Questions.
• A. Answer these questions about the passage on ranked-choice voting:
(i) What other name does it give for ranked-choice voting?
(ii) Under the Ballotpedia definition, which candidate is eliminated when no one wins a majority of first-preference votes?
(iii) What amount does the writer say they would love to be worth?
• B. Copy the stretch of the passage on ranked-choice voting from "All else equal, it" through "qualifier being impossible.", substituting "lawmakers" for "elected officials".

** Opening Selected passage block **

Does Ranked-Choice Voting Really Work?

All else equal, it would be good to reduce divisive partisanship in politics and to get elected officials who are more generally representative of their constituents' views. At least it seems like that would be good. Upon typing it I immediately have my doubts that I can both defend those goals as meaningful and desirable. And even if I can, it might be ridiculous on its face with the "all else equal" qualifier being impossible.

After all, all else equal, I would love to be worth $100 billion.

Regardless, let's briefly explore one possible method of improving elections, ranked-choice voting (RCV); aka, instant-runoff voting. From Ballotpedia ranked-choice voting is
an electoral system in which voters rank candidates by preference on their ballots. If a candidate wins a majority of first-preference votes, he or she is declared the winner. If no candidate wins a majority of first-preference votes, the candidate with the fewest first-preference votes is eliminated. First-preference votes cast for the failed candidate are eliminated, lifting the second-preference choices indicated on those ballots. A new tally is conducted to determine whether any candidate has won a majority of the adjusted votes. The process is repeated until a candidate wins an outright majority.
Let me state up front that I very much like this as something that might help break the two-party duopoly that corruptly prevails in America today. This is a goal that isn't necessarily in line with the reasoning that RCV could reduce divisiveness, etc., but I think it is consistent with those goals. 

Yet a simple but extreme thought experiment gives me some doubts about RCV as a cure for the supposed ails.

** Closing Selected passage block **
** Opening Material shown block **

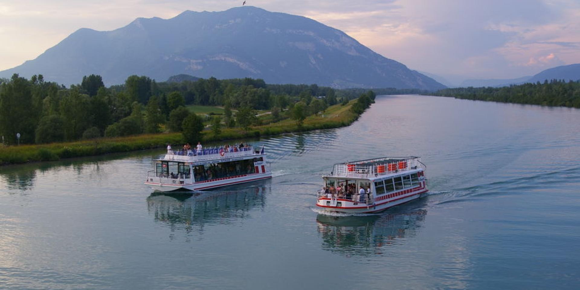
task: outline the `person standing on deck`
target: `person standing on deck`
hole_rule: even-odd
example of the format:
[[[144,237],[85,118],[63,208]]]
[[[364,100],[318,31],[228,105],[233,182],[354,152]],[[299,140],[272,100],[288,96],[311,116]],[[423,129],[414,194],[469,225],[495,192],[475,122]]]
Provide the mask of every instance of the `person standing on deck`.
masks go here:
[[[358,190],[358,196],[357,197],[358,199],[357,201],[364,201],[365,193],[366,193],[366,191],[365,191],[364,188],[361,186],[361,189]]]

** Closing Material shown block **

Answers to this exercise.
• A.
(i) Instant-runoff voting
(ii) The candidate with the fewest first-preference votes
(iii) $100 billion

• B.
All else equal, it would be good to reduce divisive partisanship in politics and to get lawmakers who are more generally representative of their constituents' views. At least it seems like that would be good. Upon typing it I immediately have my doubts that I can both defend those goals as meaningful and desirable. And even if I can, it might be ridiculous on its face with the "all else equal" qualifier being impossible.